- WORK REQUEST -
Scan the records for the string "target"; copy each line where it occurs.
**********
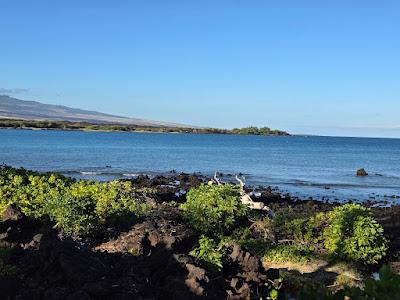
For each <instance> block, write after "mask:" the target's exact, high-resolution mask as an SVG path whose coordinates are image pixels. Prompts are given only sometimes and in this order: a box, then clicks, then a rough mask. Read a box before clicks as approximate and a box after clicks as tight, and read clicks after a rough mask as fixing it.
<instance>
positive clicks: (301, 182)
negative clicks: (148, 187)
mask: <svg viewBox="0 0 400 300" xmlns="http://www.w3.org/2000/svg"><path fill="white" fill-rule="evenodd" d="M0 164H6V165H10V166H13V167H24V168H27V169H32V170H36V171H40V172H45V171H55V172H59V173H62V174H65V175H66V176H71V177H75V178H84V179H97V180H111V179H114V178H134V177H136V176H138V175H139V174H147V175H150V176H153V175H157V174H169V173H171V172H172V171H175V172H187V173H193V172H197V173H201V174H204V175H206V176H212V175H213V174H214V172H216V171H218V172H221V173H223V174H224V175H223V176H222V177H223V178H224V179H226V180H234V177H233V175H235V174H242V175H243V176H245V178H246V182H247V184H248V185H251V186H255V187H257V186H259V185H262V186H271V187H273V188H274V189H277V190H279V191H280V192H282V193H289V194H290V195H291V196H293V197H297V198H301V199H306V198H307V199H308V198H310V197H311V198H313V199H317V200H329V201H347V200H351V201H367V200H374V201H381V202H382V201H383V202H391V203H393V202H395V203H400V139H378V138H345V137H318V136H288V137H267V136H250V135H249V136H244V135H206V134H198V135H196V134H162V133H130V132H82V131H34V130H14V129H4V130H0ZM359 168H365V169H366V170H367V172H368V173H369V176H366V177H357V176H356V175H355V174H356V170H357V169H359Z"/></svg>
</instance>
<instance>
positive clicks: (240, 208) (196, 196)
mask: <svg viewBox="0 0 400 300" xmlns="http://www.w3.org/2000/svg"><path fill="white" fill-rule="evenodd" d="M181 209H182V213H183V215H184V217H185V218H186V219H187V220H188V221H189V222H190V223H191V225H192V226H193V227H194V228H195V229H197V230H199V231H200V232H202V233H205V234H208V235H222V234H225V233H229V232H230V231H231V230H232V229H233V228H234V226H235V224H236V222H237V220H238V218H240V217H243V216H245V215H246V213H247V207H246V206H245V205H243V204H242V202H241V200H240V189H239V187H238V186H235V185H231V184H226V185H201V186H199V187H198V188H193V189H191V190H190V191H189V192H188V194H187V201H186V203H185V204H183V205H181Z"/></svg>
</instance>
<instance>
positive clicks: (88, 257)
mask: <svg viewBox="0 0 400 300" xmlns="http://www.w3.org/2000/svg"><path fill="white" fill-rule="evenodd" d="M19 213H20V212H16V213H15V214H13V215H19ZM196 240H197V235H196V234H195V232H194V231H193V230H192V229H190V228H189V227H188V226H187V225H186V224H185V223H184V222H183V220H182V219H181V217H180V215H179V214H178V212H177V210H176V209H174V208H171V207H167V206H160V207H159V209H157V210H155V211H154V212H153V213H152V214H150V215H149V216H148V217H147V218H145V219H144V220H142V221H141V222H140V223H137V224H135V225H133V226H132V227H131V228H130V229H129V230H128V231H127V232H123V233H120V235H119V236H118V237H116V238H115V239H113V240H110V241H107V242H99V243H98V245H97V246H94V247H89V246H88V245H86V244H84V243H79V242H77V241H74V240H71V239H61V238H60V236H59V235H58V233H57V232H56V231H55V230H53V229H52V228H51V227H50V226H49V225H47V224H45V223H44V224H40V223H36V222H32V221H31V220H29V219H28V218H26V217H25V216H23V215H22V214H21V215H20V217H18V218H10V219H8V220H7V221H5V222H0V247H7V248H11V247H12V248H13V249H12V252H11V257H10V262H11V263H12V264H14V265H15V266H16V267H17V268H18V274H17V276H15V277H12V278H2V277H0V289H1V293H2V294H1V297H2V298H4V299H205V298H207V299H260V297H261V296H263V295H264V294H263V293H265V282H266V280H267V275H268V274H266V272H265V270H264V269H263V268H262V267H261V263H260V261H259V260H258V259H257V258H255V257H254V256H252V255H251V254H250V253H248V252H246V251H244V250H243V249H241V248H240V247H239V246H238V245H231V246H229V247H228V248H227V255H228V256H227V263H226V268H224V269H223V271H222V272H217V271H207V270H206V269H204V268H203V267H201V266H200V265H199V264H198V263H197V262H196V261H195V260H194V259H193V258H192V257H190V256H188V255H187V254H186V253H188V252H189V250H190V249H191V248H192V247H193V246H194V243H195V241H196ZM132 249H136V250H132Z"/></svg>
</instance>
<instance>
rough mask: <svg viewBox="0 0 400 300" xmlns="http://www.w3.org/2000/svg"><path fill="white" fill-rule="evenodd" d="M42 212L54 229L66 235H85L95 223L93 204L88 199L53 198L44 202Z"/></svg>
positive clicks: (95, 222) (90, 231)
mask: <svg viewBox="0 0 400 300" xmlns="http://www.w3.org/2000/svg"><path fill="white" fill-rule="evenodd" d="M44 210H45V212H46V214H47V215H48V216H49V218H50V220H52V221H54V222H55V225H54V227H55V228H58V229H60V230H62V232H63V233H65V234H67V235H86V234H88V233H90V232H91V231H92V230H93V229H94V228H95V226H96V223H97V218H96V215H95V203H94V202H93V200H92V199H90V198H89V197H74V196H72V195H70V194H63V195H59V196H55V197H52V198H50V199H48V200H47V201H46V203H45V206H44Z"/></svg>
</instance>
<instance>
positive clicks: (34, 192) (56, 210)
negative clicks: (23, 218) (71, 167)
mask: <svg viewBox="0 0 400 300" xmlns="http://www.w3.org/2000/svg"><path fill="white" fill-rule="evenodd" d="M138 192H140V191H137V190H135V189H134V187H133V186H132V184H131V182H128V181H120V180H115V181H110V182H106V183H100V182H95V181H87V180H80V181H76V180H73V179H70V178H66V177H64V176H61V175H55V174H39V173H35V172H31V171H26V170H24V169H19V170H17V169H13V168H9V167H1V168H0V213H1V212H2V211H3V210H4V209H5V208H6V207H7V206H9V205H10V204H15V205H16V206H17V207H19V208H20V209H21V211H22V212H23V213H24V214H25V215H27V216H29V217H32V218H35V219H42V218H44V217H48V218H49V219H50V220H51V221H53V222H54V223H55V225H54V226H55V227H56V228H59V229H60V230H61V231H62V232H63V233H64V234H67V235H86V234H89V233H90V232H92V231H93V230H94V229H96V227H97V226H99V225H101V224H102V223H104V222H106V221H115V220H129V219H132V218H134V217H140V216H141V215H143V214H144V213H145V212H146V210H147V209H148V205H147V204H146V203H145V202H144V201H141V200H139V199H138V197H137V193H138Z"/></svg>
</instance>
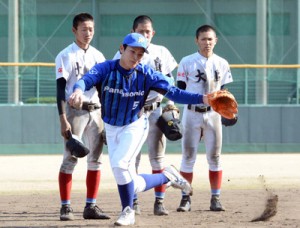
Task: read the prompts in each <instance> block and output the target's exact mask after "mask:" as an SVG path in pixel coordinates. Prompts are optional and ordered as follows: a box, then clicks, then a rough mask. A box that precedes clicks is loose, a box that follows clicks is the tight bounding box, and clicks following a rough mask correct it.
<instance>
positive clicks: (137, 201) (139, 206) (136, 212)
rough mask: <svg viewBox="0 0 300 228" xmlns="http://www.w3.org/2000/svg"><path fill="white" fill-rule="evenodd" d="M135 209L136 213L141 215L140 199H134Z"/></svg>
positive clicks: (134, 208)
mask: <svg viewBox="0 0 300 228" xmlns="http://www.w3.org/2000/svg"><path fill="white" fill-rule="evenodd" d="M133 210H134V212H135V214H136V215H141V214H142V212H141V208H140V205H139V201H138V200H137V199H134V200H133Z"/></svg>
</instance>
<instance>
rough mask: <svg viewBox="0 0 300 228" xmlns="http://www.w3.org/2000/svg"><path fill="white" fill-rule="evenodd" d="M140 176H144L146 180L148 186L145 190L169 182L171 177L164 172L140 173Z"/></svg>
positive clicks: (145, 190)
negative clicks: (165, 175)
mask: <svg viewBox="0 0 300 228" xmlns="http://www.w3.org/2000/svg"><path fill="white" fill-rule="evenodd" d="M140 176H142V177H143V178H144V180H145V182H146V188H145V190H144V191H147V190H149V189H151V188H154V187H156V186H161V185H163V184H166V183H168V182H169V179H168V178H167V177H166V176H165V175H164V174H163V173H156V174H140Z"/></svg>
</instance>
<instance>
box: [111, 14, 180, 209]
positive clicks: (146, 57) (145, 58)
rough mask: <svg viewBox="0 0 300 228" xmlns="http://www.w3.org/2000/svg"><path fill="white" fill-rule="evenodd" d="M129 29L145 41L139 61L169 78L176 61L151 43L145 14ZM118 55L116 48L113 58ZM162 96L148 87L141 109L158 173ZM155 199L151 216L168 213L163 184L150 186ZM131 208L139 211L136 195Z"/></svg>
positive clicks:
**********
- WRITTEN SOLUTION -
For each <instance> block, write after "mask:" the target's exact, high-resolution mask as an SVG path whose coordinates are image pixels. Prompts are given only sometimes and in this order: a box, then clicks, then a rough mask. Read a box before clicks as approximate and a box after clicks as tight, and read clicks after a rough mask as fixing it.
Task: read the prompts in each <instance> block and output the target's exact mask after "mask:" as an SVG path in pixel coordinates. Prompts are optional and ordered as follows: a box, then clicks, then a rough mask. A box that precedes clicks is loose, a box that follows clicks is the tight bounding box, and clicks following a rough mask correct it.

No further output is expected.